Requirement: Lines that contain the string "black" are the ones to list; copy all of them from the records.

Referring expression data
------------------------------
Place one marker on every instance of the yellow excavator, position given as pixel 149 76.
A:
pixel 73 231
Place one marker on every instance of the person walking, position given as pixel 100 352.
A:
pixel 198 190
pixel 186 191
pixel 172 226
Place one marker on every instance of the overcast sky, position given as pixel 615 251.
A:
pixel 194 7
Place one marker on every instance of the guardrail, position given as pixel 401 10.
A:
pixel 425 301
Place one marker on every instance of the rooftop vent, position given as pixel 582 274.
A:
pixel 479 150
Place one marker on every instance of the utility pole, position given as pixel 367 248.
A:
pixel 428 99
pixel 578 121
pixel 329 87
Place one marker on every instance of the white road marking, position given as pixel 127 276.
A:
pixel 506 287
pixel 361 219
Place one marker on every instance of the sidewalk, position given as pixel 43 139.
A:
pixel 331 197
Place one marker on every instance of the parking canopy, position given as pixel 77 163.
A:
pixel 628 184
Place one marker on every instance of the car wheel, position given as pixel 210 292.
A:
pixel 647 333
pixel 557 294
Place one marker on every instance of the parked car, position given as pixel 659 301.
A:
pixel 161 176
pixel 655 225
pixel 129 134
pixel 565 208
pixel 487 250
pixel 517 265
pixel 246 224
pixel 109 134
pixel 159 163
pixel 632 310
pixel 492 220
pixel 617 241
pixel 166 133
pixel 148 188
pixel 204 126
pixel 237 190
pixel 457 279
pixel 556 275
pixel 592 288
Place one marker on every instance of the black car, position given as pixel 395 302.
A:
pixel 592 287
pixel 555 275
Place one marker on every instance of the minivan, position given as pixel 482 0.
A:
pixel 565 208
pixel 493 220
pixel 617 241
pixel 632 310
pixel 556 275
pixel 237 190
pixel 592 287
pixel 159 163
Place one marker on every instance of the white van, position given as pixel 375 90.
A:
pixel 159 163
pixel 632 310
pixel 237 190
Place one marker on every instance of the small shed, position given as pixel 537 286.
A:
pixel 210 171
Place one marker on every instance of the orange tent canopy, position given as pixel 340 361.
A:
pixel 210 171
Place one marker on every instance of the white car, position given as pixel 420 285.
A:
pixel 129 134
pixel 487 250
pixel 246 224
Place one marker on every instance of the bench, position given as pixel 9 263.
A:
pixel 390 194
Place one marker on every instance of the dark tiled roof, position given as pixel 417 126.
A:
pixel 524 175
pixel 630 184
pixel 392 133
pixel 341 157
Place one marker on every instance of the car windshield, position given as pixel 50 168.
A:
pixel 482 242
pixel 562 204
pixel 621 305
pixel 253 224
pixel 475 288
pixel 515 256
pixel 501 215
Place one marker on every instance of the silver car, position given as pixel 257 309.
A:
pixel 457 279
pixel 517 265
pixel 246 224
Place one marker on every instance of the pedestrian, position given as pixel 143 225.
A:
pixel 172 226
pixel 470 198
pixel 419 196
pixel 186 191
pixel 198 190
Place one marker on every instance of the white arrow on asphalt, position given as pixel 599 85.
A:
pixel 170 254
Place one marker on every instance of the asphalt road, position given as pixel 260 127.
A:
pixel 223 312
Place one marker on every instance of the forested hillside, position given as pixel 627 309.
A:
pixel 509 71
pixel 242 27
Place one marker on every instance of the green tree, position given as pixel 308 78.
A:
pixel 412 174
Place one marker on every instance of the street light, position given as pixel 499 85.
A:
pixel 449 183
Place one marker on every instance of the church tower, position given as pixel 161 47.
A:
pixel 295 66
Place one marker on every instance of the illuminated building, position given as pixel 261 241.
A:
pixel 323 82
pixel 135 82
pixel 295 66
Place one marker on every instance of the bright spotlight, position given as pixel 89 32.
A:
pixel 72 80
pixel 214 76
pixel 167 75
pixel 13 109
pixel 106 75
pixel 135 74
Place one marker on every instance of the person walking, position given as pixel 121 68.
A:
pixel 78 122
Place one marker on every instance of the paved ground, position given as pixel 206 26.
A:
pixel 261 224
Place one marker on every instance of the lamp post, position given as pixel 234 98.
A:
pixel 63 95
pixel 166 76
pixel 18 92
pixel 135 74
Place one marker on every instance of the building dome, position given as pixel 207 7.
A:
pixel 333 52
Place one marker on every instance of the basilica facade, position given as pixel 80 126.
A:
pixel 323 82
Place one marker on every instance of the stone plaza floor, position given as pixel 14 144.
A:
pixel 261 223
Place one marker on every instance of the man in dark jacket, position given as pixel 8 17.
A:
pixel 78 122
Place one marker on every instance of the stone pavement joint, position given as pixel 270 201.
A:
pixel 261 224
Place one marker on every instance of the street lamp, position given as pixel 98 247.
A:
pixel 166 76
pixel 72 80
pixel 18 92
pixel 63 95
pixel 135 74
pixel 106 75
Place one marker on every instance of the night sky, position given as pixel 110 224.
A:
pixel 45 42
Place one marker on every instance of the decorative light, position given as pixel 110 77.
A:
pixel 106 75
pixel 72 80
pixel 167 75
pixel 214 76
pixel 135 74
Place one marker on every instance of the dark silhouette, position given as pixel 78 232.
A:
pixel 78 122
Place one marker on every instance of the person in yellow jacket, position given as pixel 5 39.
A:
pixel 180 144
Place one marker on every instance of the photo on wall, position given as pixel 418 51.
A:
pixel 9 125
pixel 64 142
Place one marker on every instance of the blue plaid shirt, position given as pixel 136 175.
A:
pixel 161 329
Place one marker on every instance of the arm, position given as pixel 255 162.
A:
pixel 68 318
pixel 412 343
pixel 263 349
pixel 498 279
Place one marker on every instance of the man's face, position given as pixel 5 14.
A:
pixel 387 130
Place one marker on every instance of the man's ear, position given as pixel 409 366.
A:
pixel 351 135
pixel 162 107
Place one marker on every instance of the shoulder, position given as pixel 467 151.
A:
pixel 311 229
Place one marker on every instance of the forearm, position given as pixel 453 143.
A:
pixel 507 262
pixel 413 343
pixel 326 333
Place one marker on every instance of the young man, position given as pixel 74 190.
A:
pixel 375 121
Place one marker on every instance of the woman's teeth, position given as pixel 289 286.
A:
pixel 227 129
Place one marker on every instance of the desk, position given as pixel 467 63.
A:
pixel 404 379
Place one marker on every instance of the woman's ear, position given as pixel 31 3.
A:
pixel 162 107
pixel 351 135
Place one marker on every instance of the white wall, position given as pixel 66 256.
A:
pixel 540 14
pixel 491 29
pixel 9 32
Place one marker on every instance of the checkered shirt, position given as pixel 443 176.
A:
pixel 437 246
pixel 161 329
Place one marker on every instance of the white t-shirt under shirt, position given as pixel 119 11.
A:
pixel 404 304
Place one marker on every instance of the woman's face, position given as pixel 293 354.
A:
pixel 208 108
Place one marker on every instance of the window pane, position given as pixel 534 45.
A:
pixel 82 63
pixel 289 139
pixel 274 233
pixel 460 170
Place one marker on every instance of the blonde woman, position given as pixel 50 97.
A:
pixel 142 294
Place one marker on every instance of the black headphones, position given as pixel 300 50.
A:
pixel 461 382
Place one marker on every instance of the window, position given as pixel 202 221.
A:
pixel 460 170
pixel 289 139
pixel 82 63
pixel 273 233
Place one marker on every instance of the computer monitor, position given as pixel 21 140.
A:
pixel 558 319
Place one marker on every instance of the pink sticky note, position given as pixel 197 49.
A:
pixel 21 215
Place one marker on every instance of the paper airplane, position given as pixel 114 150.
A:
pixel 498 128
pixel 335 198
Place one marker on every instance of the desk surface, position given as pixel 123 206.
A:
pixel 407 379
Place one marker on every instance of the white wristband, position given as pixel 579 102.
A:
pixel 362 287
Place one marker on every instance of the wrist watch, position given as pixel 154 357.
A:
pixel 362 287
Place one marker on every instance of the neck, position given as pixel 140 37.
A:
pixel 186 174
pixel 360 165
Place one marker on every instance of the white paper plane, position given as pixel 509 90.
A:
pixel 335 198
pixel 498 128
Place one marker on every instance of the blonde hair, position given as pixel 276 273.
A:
------------------------------
Task result:
Place one marker on every instance of the black car, position given as pixel 395 302.
Place one marker on every instance of the black headphones, position given as pixel 300 50.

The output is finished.